Berendt was an associate editor of Esquire from 1961 to 1969, editor of New York magazine from 1977 to 1979, and a columnist for Esquire from 1982 to 1994. In 1985, three years after meeting antiques dealer Jim Williams, who became the central character in Midnight in the Garden of Good and Evil, Berendt moved to Savannah, Georgia, and spent the next seven years researching the book. (The killing of Danny Hansford, by Williams, which is the book's central story, happened in 1981. The first of Williams's four trials was in 1982.) Berendt's initial plan was to spend three weeks at a time in Savannah, then return to New York City to write, but he changed his mind. "Things would happen if I was simply there," he said in 1997. "It made sense to stay, so I got a full-time apartment in Savannah." He lived, briefly, in a carriage house on East Charlton Lane, behind 22 East Jones Street.

Midnight in the Garden of Good and Evil was published January 1994, and became an overnight success. The book spent a record-breaking 216 weeks on the New York Times bestseller list — a record that still stands. The non-fiction book reads like a novel and features several quirky characters. The book was adapted into a 1997 film directed by Clint Eastwood. John Cusack plays John Kelso, a character loosely based on Berendt. Also in 1997, Berendt wrote the foreword for Roulhac Toledano's The National Trust Guide to Savannah.

Berendt's second book, The City of Falling Angels, was published in September 2005. It chronicles interwoven lives in Venice in the aftermath of the fire that destroyed the Fenice opera house. According to Kirkus Reviews, "Berendt does great justice to an exalted city that has rightly fascinated the likes of Henry James, Robert Browning, and many filmmakers throughout the world."

In 2011, a bluejay creating a nest outside the window of Berendt's New York City townhouse inspired him to photograph, almost daily, the building of the nest and, ultimately, eggs hatching, chicks emerging, learning to fly and leaving the nest. Berendt wrote a children's story to accompany his photographs, which was published as My Baby Blue Jays by Penguin/Random House. Dolly Parton's Dollywood Foundation, through its Imagination Library, distributed hundreds of thousands of copies for free to children across the U.S.

In 2024, Berendt spoke at the Savannah Book Festival, on the occasion of the 30th-anniversary of the publication of Midnight in the Garden of Good and Evil.

In 1996 Jack Wrangler wrote and co-produced, with George Wein, Midnight in the Garden of Good and Evil: The Jazz Concert, starring Margaret Whiting based on the songs of Savannah native Johnny Mercer.

A musical based on Midnight in the Garden of Good and Evil opened at Chicago's Goodman Theatre in June of 2024. In September 2024, it was announced that the musical would open on Broadway in 2025.

* WHAT YOU WILL DO
[a] According to the text on Berendt, how many weeks did Midnight in the Garden of Good and Evil spend on the New York Times bestseller list?
[b] Write out the part of the text on Berendt that opens with the words containing "A musical based" and closes with "Broadway in 2025.".

* Region pointing data
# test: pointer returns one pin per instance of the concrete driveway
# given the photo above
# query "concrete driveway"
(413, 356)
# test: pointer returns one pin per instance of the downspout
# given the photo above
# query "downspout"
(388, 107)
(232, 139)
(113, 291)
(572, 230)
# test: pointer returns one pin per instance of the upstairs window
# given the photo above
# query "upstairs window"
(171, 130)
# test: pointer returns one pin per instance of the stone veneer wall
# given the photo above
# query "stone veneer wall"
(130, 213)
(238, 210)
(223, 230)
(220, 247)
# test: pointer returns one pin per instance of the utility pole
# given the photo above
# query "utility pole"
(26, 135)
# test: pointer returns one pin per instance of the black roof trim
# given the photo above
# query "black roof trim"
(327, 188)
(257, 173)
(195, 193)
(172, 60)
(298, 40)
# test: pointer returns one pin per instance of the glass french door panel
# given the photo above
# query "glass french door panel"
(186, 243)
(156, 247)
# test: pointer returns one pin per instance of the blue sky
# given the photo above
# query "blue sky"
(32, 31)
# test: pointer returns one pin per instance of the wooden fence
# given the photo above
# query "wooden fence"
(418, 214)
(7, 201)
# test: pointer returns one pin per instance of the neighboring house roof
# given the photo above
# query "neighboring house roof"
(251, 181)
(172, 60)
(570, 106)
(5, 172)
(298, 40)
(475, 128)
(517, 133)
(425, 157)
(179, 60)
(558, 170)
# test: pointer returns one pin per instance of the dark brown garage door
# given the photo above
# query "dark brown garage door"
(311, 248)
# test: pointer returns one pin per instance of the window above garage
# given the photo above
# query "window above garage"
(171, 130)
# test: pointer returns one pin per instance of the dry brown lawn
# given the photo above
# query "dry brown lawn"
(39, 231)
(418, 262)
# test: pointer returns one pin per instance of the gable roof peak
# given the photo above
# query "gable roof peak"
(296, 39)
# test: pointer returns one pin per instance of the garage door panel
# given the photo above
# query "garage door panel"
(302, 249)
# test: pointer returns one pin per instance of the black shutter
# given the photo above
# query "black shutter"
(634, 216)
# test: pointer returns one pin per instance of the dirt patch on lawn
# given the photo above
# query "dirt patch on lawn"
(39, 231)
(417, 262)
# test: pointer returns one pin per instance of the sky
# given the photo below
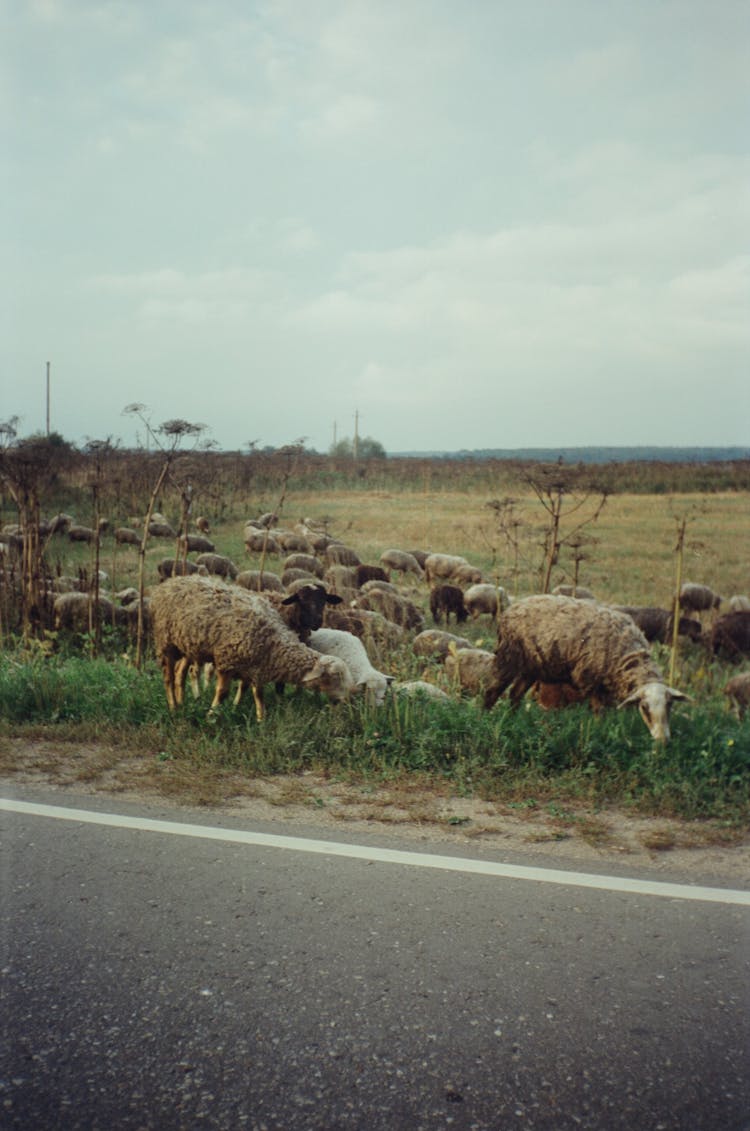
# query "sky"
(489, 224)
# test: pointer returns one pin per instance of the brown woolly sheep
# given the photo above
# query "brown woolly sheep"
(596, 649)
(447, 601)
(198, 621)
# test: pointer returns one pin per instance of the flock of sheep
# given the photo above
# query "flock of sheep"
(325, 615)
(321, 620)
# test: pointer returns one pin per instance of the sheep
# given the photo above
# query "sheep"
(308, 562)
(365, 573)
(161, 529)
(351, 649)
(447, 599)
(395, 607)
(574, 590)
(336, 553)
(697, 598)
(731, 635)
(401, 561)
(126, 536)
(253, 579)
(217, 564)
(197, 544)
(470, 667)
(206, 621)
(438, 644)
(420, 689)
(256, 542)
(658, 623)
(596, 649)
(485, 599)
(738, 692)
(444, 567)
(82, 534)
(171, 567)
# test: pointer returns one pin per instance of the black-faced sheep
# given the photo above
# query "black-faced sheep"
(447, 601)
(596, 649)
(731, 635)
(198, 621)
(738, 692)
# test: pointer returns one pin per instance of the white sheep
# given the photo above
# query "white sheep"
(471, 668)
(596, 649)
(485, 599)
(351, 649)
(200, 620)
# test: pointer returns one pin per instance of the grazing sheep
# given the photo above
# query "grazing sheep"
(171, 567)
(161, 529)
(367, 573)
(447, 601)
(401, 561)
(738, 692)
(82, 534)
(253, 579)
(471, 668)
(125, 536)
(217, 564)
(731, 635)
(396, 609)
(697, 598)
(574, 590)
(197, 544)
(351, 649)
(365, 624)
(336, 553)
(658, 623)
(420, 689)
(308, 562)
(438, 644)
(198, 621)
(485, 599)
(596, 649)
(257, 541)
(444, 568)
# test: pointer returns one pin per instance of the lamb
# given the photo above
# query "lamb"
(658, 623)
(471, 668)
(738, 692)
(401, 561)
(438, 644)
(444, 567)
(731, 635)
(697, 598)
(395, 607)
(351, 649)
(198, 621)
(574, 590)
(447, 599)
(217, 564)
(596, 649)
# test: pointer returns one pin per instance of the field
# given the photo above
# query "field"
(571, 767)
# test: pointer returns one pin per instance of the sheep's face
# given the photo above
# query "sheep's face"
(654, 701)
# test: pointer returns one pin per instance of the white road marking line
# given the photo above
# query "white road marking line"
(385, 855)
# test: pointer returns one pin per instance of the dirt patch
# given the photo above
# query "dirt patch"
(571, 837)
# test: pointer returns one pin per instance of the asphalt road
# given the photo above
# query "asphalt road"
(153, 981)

* ANSWERS TO THE EXERCISES
[a] 216 weeks.

[b]
A musical based on Midnight in the Garden of Good and Evil opened at Chicago's Goodman Theatre in June of 2024. In September 2024, it was announced that the musical would open on Broadway in 2025.